Job: Reproduce every line starting at the line that contains "Could you please outline every instance of the ocean" and ending at the line that contains "[(120, 1), (0, 0), (0, 120), (120, 120)]", requests included, and shift each coordinate in the answer outlines by adding 92 to it. Leave the coordinates in the requests and format samples unchanged, and leave the pictures out.

(Region annotation rows)
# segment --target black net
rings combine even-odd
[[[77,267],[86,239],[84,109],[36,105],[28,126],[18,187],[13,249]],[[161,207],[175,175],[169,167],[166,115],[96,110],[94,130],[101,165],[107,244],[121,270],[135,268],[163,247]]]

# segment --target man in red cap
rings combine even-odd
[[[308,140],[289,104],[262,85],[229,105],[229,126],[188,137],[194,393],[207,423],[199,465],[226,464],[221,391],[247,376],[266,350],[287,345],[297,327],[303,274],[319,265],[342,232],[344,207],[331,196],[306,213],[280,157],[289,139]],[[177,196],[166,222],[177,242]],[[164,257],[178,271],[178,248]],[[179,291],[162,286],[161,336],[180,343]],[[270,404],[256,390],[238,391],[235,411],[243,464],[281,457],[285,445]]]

---

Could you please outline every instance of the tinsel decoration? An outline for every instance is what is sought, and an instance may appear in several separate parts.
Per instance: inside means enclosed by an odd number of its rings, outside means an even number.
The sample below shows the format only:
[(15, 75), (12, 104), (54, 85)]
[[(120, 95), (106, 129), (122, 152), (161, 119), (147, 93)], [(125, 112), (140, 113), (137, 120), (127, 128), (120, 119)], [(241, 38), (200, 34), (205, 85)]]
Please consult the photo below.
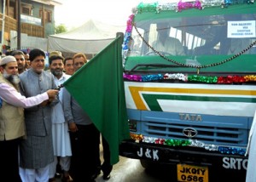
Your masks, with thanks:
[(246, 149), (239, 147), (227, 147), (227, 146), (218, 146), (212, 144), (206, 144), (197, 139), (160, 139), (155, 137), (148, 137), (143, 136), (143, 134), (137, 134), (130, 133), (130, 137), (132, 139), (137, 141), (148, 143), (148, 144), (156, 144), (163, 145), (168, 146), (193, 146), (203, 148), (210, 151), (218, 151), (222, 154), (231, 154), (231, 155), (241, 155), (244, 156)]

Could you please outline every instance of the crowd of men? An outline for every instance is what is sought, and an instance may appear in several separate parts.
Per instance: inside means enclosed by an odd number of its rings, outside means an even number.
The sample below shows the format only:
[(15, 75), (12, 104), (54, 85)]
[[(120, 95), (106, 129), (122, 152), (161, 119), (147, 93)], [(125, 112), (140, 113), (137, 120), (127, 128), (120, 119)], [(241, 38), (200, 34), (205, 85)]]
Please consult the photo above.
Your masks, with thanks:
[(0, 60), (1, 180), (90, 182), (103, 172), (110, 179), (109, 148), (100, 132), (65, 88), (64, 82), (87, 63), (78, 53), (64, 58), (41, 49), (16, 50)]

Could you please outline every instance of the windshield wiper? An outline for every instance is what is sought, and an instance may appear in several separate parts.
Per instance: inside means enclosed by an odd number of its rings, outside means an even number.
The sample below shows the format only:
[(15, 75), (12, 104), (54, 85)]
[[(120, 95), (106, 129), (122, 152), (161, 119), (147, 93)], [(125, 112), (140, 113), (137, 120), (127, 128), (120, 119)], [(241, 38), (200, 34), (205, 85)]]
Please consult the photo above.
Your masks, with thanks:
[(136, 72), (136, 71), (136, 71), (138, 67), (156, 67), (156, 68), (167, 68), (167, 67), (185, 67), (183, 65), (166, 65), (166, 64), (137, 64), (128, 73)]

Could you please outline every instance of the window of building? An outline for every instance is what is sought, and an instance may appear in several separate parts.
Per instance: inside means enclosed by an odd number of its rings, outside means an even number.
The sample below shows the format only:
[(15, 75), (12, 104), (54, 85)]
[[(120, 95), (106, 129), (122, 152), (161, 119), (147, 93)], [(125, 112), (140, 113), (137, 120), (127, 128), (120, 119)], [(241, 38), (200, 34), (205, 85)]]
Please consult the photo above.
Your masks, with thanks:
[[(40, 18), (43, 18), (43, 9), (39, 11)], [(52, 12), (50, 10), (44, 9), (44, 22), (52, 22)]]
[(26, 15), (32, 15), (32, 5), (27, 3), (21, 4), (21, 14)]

...

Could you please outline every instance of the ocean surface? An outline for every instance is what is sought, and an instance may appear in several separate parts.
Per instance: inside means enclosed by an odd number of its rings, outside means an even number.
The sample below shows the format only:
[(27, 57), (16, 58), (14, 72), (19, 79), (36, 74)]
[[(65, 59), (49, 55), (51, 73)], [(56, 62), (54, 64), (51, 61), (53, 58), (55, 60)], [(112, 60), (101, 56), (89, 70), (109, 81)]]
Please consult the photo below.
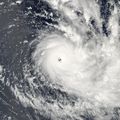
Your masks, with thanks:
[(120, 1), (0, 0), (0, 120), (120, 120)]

Answer to the task:
Could you please outline every instance of the ocean surface? An outline for every instance is what is sought, and an instance may appear in several separate parts.
Per instance: inside means enclosed by an odd number of its rings, outside means an even number.
The sample below shows the format only:
[(27, 57), (16, 58), (14, 72), (19, 79), (36, 74)]
[[(65, 59), (49, 55), (51, 73)], [(56, 62), (54, 64), (51, 61), (53, 58), (55, 60)], [(112, 60), (101, 56), (89, 70), (109, 81)]]
Please consult the photo below.
Your masks, with thanks:
[(212, 93), (92, 92), (92, 212), (212, 212)]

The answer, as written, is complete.